Entries for bounding box labeling
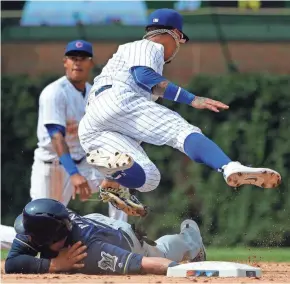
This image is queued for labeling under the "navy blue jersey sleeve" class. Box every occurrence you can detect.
[5,234,50,274]
[80,241,143,274]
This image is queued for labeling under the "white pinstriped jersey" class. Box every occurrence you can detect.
[89,39,164,108]
[35,76,91,161]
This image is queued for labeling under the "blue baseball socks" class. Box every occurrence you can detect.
[112,162,146,188]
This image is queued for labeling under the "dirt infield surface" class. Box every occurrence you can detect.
[1,262,290,284]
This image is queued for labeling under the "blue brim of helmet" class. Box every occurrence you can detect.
[180,31,189,43]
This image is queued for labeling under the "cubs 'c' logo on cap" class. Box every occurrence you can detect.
[76,41,83,48]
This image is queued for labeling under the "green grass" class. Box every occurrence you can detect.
[206,247,290,262]
[1,247,290,262]
[1,249,8,260]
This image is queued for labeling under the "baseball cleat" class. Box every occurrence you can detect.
[99,187,149,217]
[87,150,134,175]
[223,162,281,188]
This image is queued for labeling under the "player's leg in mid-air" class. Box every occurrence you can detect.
[84,213,206,262]
[79,87,281,191]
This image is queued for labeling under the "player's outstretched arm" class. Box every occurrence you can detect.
[130,66,229,112]
[141,257,178,275]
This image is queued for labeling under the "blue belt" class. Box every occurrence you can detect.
[95,85,113,96]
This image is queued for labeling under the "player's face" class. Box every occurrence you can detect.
[164,30,182,61]
[49,237,67,252]
[64,51,94,83]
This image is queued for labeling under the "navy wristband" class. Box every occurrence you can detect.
[59,153,79,176]
[163,82,195,105]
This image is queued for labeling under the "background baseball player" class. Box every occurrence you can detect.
[5,199,205,274]
[1,40,127,248]
[79,9,281,215]
[1,40,127,251]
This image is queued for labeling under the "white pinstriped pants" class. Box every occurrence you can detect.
[78,86,201,192]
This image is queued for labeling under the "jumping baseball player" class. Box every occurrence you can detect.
[79,9,281,215]
[5,199,205,274]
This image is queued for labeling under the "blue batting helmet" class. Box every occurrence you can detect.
[15,198,72,246]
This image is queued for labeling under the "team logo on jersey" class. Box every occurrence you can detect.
[76,41,83,48]
[98,251,118,272]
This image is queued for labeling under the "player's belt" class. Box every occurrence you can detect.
[43,156,85,165]
[95,85,112,96]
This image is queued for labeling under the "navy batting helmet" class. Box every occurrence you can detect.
[22,198,72,246]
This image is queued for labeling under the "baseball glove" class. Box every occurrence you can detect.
[99,187,148,217]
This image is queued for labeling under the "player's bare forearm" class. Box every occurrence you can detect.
[141,257,172,275]
[152,80,169,97]
[51,132,69,157]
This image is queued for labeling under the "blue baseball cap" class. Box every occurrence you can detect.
[146,8,189,43]
[65,39,93,57]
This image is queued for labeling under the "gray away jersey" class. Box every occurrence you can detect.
[89,39,164,107]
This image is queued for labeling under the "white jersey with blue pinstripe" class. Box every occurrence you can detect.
[35,76,91,161]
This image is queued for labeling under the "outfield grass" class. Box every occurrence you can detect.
[1,247,290,262]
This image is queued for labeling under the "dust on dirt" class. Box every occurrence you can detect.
[1,262,290,284]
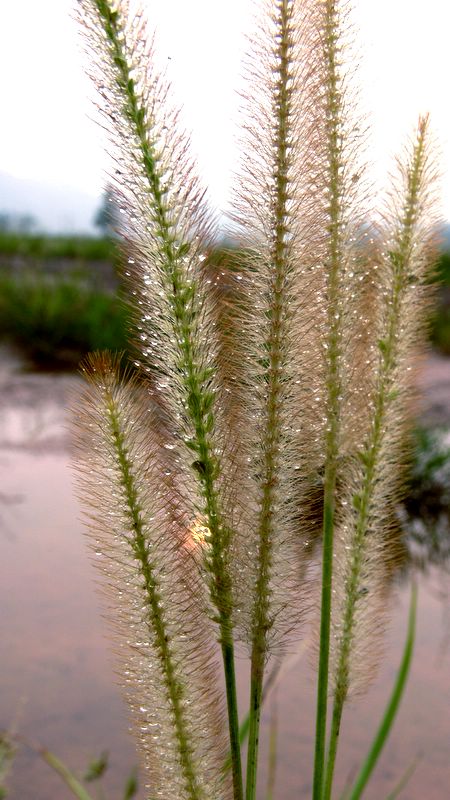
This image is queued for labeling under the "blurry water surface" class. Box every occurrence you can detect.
[0,346,450,800]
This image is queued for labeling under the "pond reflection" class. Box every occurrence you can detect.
[0,350,450,800]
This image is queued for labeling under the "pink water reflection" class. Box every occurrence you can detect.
[0,358,450,800]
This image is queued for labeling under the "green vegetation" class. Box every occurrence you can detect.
[0,272,127,368]
[0,230,117,262]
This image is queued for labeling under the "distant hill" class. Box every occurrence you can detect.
[0,172,100,234]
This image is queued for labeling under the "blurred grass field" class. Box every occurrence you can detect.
[0,231,450,369]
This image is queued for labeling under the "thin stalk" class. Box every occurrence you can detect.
[323,117,426,800]
[108,398,203,800]
[246,0,293,800]
[348,585,417,800]
[313,0,343,800]
[88,0,243,800]
[266,693,278,800]
[323,692,344,800]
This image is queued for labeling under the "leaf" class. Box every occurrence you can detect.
[83,752,108,783]
[39,750,93,800]
[347,584,417,800]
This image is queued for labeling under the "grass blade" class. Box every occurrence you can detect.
[39,750,93,800]
[348,584,417,800]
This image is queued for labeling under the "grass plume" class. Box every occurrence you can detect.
[72,0,434,800]
[75,356,229,800]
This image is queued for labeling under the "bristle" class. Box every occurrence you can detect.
[333,118,437,698]
[71,356,231,800]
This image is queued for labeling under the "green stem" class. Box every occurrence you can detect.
[94,9,243,800]
[246,0,293,800]
[313,0,345,800]
[323,117,426,800]
[323,701,344,800]
[107,406,203,800]
[313,488,335,800]
[348,585,417,800]
[245,652,264,800]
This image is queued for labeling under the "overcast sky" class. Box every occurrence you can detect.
[0,0,450,219]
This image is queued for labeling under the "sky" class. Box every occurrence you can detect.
[0,0,450,220]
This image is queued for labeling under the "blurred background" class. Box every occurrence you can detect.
[0,0,450,800]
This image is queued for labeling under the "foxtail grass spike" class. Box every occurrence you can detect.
[325,117,436,799]
[79,6,246,800]
[71,355,232,800]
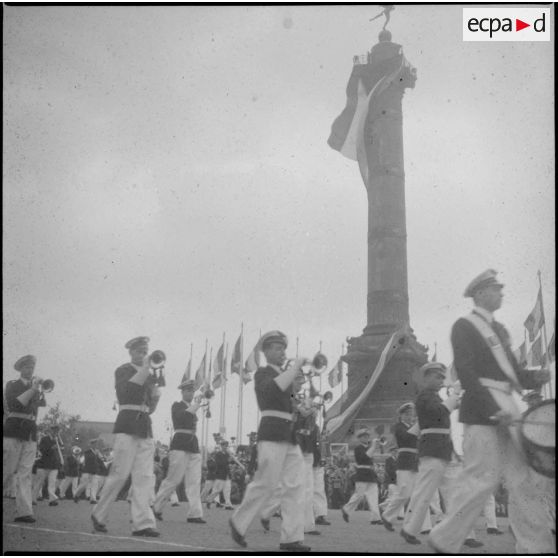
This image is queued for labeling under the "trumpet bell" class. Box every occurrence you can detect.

DO THIS:
Copy out all of the material above with "queued for labeling" swapped for "waiting for annotation" and nothing else changed. Leave out the pictures.

SOLUTION TO THIS EXERCISE:
This image is waiting for annotation under the "navy blue jersey sleeve" class. Box every occurrence you can detect.
[5,234,50,274]
[80,241,143,274]
This image is waiting for annotation under the "white pinstriped jersey" class. Box every occurrence you can detect.
[89,39,164,108]
[35,76,91,161]
This image is waiting for annotation under the "blue baseball socks" class. Box every occurrence you can detect.
[112,162,146,188]
This image is waiting for annotation under the "dirt infield surface" class. Box every occurrence you can detect.
[1,262,290,284]
This image is waiting for annotation under the "blue brim of helmet" class. Box every occurrence you can detect.
[180,31,189,43]
This image is waiting for annotation under the "cubs 'c' logo on cap" class. Box every occurrence you can detect.
[76,41,83,48]
This image is waiting for annotation under the "green grass" class. Box every occurrence you can detect.
[206,247,290,262]
[1,247,290,262]
[1,249,8,260]
This image is waiting for annotation under the "baseball cleat" class. Box every occurrence you can detect.
[99,187,149,217]
[87,150,134,175]
[223,162,281,188]
This image is waiting for annotation under the "player's leg in mid-air" class. Box every occurrence you can detect.
[84,213,206,262]
[79,87,281,191]
This image is waiting for annotation under the "player's outstretched arm" class. Box every occurrence you can detect.
[130,66,229,112]
[141,257,178,275]
This image is waiting for annotation under the "blue belt" class. Box every occurrence you can detect.
[95,85,113,96]
This image is waiting for annotation under the "player's face" class. Box every occurrence you can detect.
[164,30,182,61]
[49,237,67,252]
[64,51,94,83]
This image is waiting for annotation under the "navy wristband" class. Box every occurrence you can detect.
[59,153,79,176]
[163,82,195,105]
This image is waiting for annotation under the "background baseball player" class. Box every occurrence you can detect.
[5,199,205,274]
[1,40,127,248]
[79,9,281,215]
[1,40,127,251]
This image is waiting for annotation under the "white pinstriped pants" class. Box every occurrence you can detect.
[78,86,201,192]
This image is waiting for annotation under the "jumping baseball player" class. Box every occurrence you can detect.
[79,9,281,215]
[5,199,205,274]
This image is waiting for annotation under the "blue batting helmet" class. Box every occurrence you can detect.
[15,198,72,246]
This image is waiting for annotation under the "team logo on jersey" class. Box every occurrence you can detect.
[76,41,83,48]
[98,251,118,272]
This image is waiting for annotation under the "player's belt" class. Box every occurrence you can detect.
[43,156,85,165]
[95,85,112,96]
This image is waiting for annotation under the "navy batting helmet" class. Box every occurrence you can detect.
[22,198,72,246]
This image is waiting for annotation under the "baseball glove" class. Box every occurrence you can detect.
[99,187,148,217]
This image is waiting for annotation under the "player's bare forearm" class. Box every occurrence you can detect.
[141,257,172,275]
[152,80,169,97]
[51,132,69,157]
This image is waiting for annotation under the "blue baseball cap" class. Box every occurrence you can detect.
[146,8,189,43]
[65,39,93,57]
This image is waiting for annotation under the "gray away jersey" class. Box every occurrence you can detect.
[89,39,164,107]
This image is waiting for annotation under the "white jersey with blue pinstripe" class. Box every occurrence you can detect.
[35,76,91,161]
This image is waiting for annotation under the "outfield grass" class. Box every occurrence you can detect.
[1,247,290,262]
This image is waiting for annotation under the "dust on dirt" class. Box every occurrence you can detect.
[1,262,290,284]
This image is waiting for annotation under the "blurry water surface" class. Box every occurrence you can detect.
[0,346,450,800]
This image is waiting for annotation under the "pond reflection" class. Box every occurrence you can detect.
[0,350,450,800]
This image is waiting for annotation under the "pink water reflection" class. Box every occurrence you can detect.
[0,358,450,800]
This image is waiting for annotation under the "green vegetation" class. Box every occurrence you can detect.
[0,272,127,368]
[0,230,117,262]
This image is waiting for annotation under the "distant hill" class. Box every occurrence you can detect.
[0,172,100,234]
This image is waiting for annotation under the "blurred grass field" class. Box every occurrence you can detect.
[0,231,450,369]
This image is waiting for annotation under the "thin stalk" class. Box every occurrence you can detect.
[323,117,426,800]
[108,398,203,800]
[246,0,293,800]
[348,585,417,800]
[313,0,343,800]
[88,0,243,800]
[266,693,278,800]
[323,692,344,800]
This image is waiting for annotation under the "leaf" class. Box every occurrence you can detect.
[83,752,108,783]
[39,750,93,800]
[347,584,417,800]
This image is waiting for annotation under the "grass blade" class. Box every occurrence you can detect.
[39,750,93,800]
[348,584,417,800]
This image is waiting for annotation under the "grass plume" class. Box every occurrence you can detect.
[72,0,434,800]
[75,356,229,800]
This image is waiting for annotation under the "bristle" class. Box every occurrence you can detect.
[333,118,437,698]
[71,356,231,800]
This image is waiting for annotation under the "green stem" class. Box every occurrence you can detect.
[94,9,243,800]
[246,0,293,800]
[313,0,345,800]
[323,117,426,800]
[323,701,344,800]
[107,406,203,800]
[313,488,335,800]
[348,585,417,800]
[245,652,264,800]
This image is waiting for annotation under the "overcast sky" class. Box every occurrence you can detect.
[0,0,450,219]
This image is waiting for annotation under the "sky" class. Box every occurrence you can detect.
[0,0,450,220]
This image is waiting for annotation under the "blurred background" class. Box every occurrence you can detect.
[0,0,450,800]
This image is waiting for annotation under the "foxtail grass spike" class. Box every occurrence you can detect.
[325,117,436,799]
[79,6,246,800]
[71,355,232,800]
This image is waiting for annotation under the "trumpet bell" class. Box every occurrence you can detect.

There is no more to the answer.